"""

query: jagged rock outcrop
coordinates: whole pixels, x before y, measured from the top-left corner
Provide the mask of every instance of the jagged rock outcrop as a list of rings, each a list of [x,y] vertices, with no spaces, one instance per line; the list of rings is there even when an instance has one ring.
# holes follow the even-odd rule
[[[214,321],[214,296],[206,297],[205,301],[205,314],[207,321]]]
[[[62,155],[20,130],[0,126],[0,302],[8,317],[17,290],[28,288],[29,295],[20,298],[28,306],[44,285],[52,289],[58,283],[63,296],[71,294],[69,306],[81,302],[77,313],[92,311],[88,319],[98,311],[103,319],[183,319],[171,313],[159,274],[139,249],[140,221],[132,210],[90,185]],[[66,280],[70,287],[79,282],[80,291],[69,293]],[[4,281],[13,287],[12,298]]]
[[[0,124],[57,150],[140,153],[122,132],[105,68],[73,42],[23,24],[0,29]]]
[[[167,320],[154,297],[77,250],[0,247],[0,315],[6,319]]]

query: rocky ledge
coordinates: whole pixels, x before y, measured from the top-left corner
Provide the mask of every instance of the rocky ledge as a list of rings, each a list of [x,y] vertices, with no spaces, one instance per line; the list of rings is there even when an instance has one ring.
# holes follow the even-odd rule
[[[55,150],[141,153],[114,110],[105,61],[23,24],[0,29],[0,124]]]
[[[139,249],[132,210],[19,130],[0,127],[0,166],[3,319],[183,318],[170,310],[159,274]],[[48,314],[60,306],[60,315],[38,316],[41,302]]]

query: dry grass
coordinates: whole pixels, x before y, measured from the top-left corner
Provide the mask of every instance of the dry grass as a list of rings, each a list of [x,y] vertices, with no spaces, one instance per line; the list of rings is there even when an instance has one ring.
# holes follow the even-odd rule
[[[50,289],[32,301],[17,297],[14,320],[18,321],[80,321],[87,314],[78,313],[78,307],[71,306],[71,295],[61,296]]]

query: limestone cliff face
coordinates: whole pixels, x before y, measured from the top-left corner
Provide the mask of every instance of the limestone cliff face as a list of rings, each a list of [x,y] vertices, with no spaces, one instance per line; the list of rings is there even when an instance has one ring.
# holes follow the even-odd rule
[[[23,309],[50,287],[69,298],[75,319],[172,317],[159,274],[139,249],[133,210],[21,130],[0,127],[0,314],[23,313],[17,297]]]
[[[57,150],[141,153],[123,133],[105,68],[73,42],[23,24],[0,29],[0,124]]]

"""

## WHAT THE TASK ASKS
Convert the items above into a two-column CSV with the header row item_text,answer, one row per item. Enclose each item's text and its answer in quotation marks, one field each, and replace every line break with a space.

## CORRECT RESPONSE
item_text,answer
"query: jagged rock outcrop coordinates: whole pixels, x before y, measured from the top-left corner Provide the mask of every instance of the jagged rock outcrop as a list of rings, each a list of [x,y] vertices, with no spaces, one instance per line; the list of rings is there even when an instance has one ring. # holes follow the even-odd rule","[[[214,321],[214,296],[206,297],[205,301],[205,314],[207,321]]] [[[62,155],[20,130],[0,126],[0,302],[8,317],[17,290],[28,288],[29,295],[20,298],[28,306],[44,285],[52,289],[58,283],[63,296],[71,294],[69,306],[81,302],[77,313],[92,311],[88,319],[98,311],[103,319],[183,319],[171,313],[159,274],[139,249],[140,221],[132,210],[90,185]],[[66,280],[70,287],[79,282],[80,291],[69,293]],[[4,281],[13,287],[12,298]]] [[[0,124],[57,150],[140,153],[122,132],[105,68],[73,42],[23,24],[0,29]]] [[[167,320],[154,297],[77,250],[0,247],[0,315],[6,319]]]"
"query: rocky ledge coordinates: whole pixels, x before y, measured from the top-left corner Provide the mask of every instance of the rocky ledge as a list of rings, each a list of [x,y] vertices, with no spaces, one instance per line; the list of rings is there even when an instance has one ring. # holes follow the even-odd rule","[[[55,150],[141,153],[114,110],[105,61],[23,24],[0,29],[0,124]]] [[[139,249],[132,210],[19,130],[0,127],[0,166],[3,319],[183,318],[170,310],[159,274]],[[48,314],[60,306],[60,315],[38,316],[41,302]]]"
"query: dry grass coordinates: whole pixels, x before y, measured from the top-left corner Provide the mask of every instance of the dry grass as a list of rings, each a list of [x,y] vertices, with no spaces, one instance per line; the list of rings is there even when an instance has one ring. # holes follow the even-odd rule","[[[50,289],[32,301],[17,297],[14,320],[18,321],[80,321],[87,314],[78,313],[78,307],[71,306],[71,295],[61,296]]]"
"query: limestone cliff face coordinates: whole pixels, x before y, measured from the top-left corner Provide the mask of every instance of the limestone cliff face as a list of rings, each a list of [x,y] vertices, with no spaces, one instance per line; the list of rings is there even when an instance has one ring. # holes follow the even-odd rule","[[[23,309],[50,287],[69,298],[75,319],[172,317],[159,274],[139,249],[133,210],[21,130],[0,127],[0,314],[23,313],[17,297]]] [[[57,150],[141,153],[123,133],[105,68],[73,42],[23,24],[0,29],[0,124]]]"